Consigne 1:
D'après l'extrait sur la pêche illégale en Guyane, pourquoi les populations de tortues marines et de dauphins de Guyane baissent-elles vite ? Expliquez-le en une à trois phrases.
Consigne 2:
Dans l'extrait sur la pêche illégale en Guyane, combien de tonnes la pêche côtière légale a-t-elle représentées en 2023 ?
Consigne 3:
Recopiez à l'identique le passage de l'extrait sur la pêche illégale en Guyane qui commence par « L’étude met également » et va jusqu'à « des pêcheurs locaux. ».

Extrait de page:
☆ ☆ ☆ ☆ ☆
L’étude met également en évidence que la production de la pêche illégale pourrait être jusqu’à quatre fois supérieure à celle des navires légaux, en particulier en ce qui concerne des espèces prisées comme l’acoupa rouge. En 2023, la pêche côtière légale en Guyane représentait 1 958 tonnes sur une production totale de 3 272 tonnes pour l’ensemble de la filière. Comparativement, les rendements des pêcheurs illégaux pourraient atteindre des niveaux bien plus élevés, bien que ces estimations soient jugées conservatrices. Les données ne prennent pas en compte l’activité nocturne ni celle exercée les week-ends, deux périodes où l’activité illégale serait particulièrement intense, selon les témoignages des pêcheurs locaux.
Les impacts écologiques dévastateurs
La pêche illégale n’affecte pas seulement les ressources halieutiques ; elle a également des répercussions désastreuses sur l’écosystème marin guyanais, qui abrite plusieurs espèces protégées. Les filets dérivants, parfois longs de plusieurs kilomètres, utilisés par les pêcheurs étrangers causent des ravages chez les tortues marines, en particulier la tortue luth, ainsi que chez les dauphins de Guyane (sotalies). Ces espèces, toutes inscrites sur la liste rouge de l’Union internationale pour la conservation de la nature (UICN), voient leurs populations décliner rapidement en raison de la surpêche et des méthodes de capture destructrices.
☆ ☆ ☆ ☆ ☆
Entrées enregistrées
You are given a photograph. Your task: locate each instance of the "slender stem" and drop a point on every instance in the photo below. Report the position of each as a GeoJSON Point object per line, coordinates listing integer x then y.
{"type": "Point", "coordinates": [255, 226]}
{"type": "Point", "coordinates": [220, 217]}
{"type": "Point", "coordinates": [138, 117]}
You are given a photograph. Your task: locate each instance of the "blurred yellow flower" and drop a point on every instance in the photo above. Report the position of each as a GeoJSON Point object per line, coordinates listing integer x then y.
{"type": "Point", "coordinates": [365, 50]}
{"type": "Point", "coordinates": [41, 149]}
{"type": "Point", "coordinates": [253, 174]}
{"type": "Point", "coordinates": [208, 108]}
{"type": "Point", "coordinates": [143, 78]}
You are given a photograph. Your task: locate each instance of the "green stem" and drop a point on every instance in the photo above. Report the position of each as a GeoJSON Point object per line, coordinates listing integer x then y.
☆ ☆ ☆ ☆ ☆
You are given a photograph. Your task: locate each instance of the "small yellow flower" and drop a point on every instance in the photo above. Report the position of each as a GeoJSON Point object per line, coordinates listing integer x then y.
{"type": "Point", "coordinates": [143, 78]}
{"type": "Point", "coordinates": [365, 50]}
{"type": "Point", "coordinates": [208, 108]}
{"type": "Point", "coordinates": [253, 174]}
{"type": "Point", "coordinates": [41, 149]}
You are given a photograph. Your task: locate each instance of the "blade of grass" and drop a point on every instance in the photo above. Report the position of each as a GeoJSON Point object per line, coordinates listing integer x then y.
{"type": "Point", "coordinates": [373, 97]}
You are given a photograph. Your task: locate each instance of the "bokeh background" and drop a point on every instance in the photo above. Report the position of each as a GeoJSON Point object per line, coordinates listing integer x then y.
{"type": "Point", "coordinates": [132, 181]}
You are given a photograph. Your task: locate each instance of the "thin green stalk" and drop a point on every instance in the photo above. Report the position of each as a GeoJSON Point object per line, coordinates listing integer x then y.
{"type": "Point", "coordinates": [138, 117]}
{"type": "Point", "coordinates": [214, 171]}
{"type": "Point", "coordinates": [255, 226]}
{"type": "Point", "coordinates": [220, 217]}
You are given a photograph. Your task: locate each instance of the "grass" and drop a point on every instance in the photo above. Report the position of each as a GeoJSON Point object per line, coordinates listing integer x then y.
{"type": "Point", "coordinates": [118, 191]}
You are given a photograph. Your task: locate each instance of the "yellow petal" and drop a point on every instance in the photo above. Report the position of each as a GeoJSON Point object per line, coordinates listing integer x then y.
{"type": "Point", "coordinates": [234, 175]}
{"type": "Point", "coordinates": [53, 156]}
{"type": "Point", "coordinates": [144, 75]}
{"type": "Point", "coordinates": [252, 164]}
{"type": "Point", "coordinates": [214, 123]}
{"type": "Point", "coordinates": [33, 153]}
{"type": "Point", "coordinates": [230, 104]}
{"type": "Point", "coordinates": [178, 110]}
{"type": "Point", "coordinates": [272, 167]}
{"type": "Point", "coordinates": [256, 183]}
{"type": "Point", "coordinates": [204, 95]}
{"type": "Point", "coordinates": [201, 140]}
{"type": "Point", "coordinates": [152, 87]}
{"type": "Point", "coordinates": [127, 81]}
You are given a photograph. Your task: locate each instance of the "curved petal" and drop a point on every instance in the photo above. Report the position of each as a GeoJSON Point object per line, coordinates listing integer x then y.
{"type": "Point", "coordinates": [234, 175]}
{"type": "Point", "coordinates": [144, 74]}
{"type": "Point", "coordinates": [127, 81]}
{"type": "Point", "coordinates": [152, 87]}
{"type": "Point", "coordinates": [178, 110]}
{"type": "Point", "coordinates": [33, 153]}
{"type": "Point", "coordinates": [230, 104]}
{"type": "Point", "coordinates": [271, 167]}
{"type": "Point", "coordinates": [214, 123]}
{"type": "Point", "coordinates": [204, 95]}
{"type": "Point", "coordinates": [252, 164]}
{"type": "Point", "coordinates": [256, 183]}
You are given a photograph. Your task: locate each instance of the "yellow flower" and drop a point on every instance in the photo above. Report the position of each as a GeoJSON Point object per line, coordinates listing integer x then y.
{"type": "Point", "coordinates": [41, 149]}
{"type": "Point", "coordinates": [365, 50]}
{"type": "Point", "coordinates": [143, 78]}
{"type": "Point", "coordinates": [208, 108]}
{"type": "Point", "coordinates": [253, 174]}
☆ ☆ ☆ ☆ ☆
Résultat attendu 1:
Leurs populations baissent vite à cause de la surpêche et des méthodes de capture destructrices. Les filets dérivants des pêcheurs étrangers, qui mesurent parfois plusieurs kilomètres, font des ravages chez ces espèces.

Résultat attendu 2:
1 958 tonnes, sur une production totale de 3 272 tonnes.

Résultat attendu 3:
L’étude met également en évidence que la production de la pêche illégale pourrait être jusqu’à quatre fois supérieure à celle des navires légaux, en particulier en ce qui concerne des espèces prisées comme l’acoupa rouge. En 2023, la pêche côtière légale en Guyane représentait 1 958 tonnes sur une production totale de 3 272 tonnes pour l’ensemble de la filière. Comparativement, les rendements des pêcheurs illégaux pourraient atteindre des niveaux bien plus élevés, bien que ces estimations soient jugées conservatrices. Les données ne prennent pas en compte l’activité nocturne ni celle exercée les week-ends, deux périodes où l’activité illégale serait particulièrement intense, selon les témoignages des pêcheurs locaux.